*Direction*: The entries below should be given again exactly, minus their pictures.
---+---
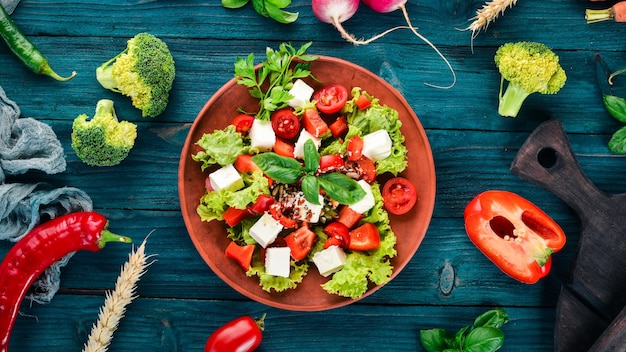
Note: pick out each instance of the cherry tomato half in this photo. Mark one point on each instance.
(285, 123)
(243, 123)
(331, 99)
(399, 195)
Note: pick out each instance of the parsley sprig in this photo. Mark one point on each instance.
(266, 8)
(287, 170)
(273, 80)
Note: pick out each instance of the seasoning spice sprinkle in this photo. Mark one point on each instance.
(116, 301)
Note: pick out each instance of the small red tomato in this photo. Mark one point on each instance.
(285, 123)
(243, 334)
(243, 123)
(331, 99)
(399, 195)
---+---
*Written response*:
Note: pick out each instance of the cherry tomato half in this photo. Mark one point on each instance.
(285, 123)
(243, 123)
(331, 99)
(399, 195)
Note: pick out each instance of the parsley sprig in this photo. Mark one point on each instance.
(266, 8)
(287, 170)
(273, 80)
Note: pick out each instance of the seasoning spice sprinkle in this photo. Mark one point on each instance.
(116, 301)
Note: pick out each instance of the small red tomato in this photo. Mark one point on each instance.
(285, 123)
(243, 334)
(243, 123)
(331, 99)
(399, 195)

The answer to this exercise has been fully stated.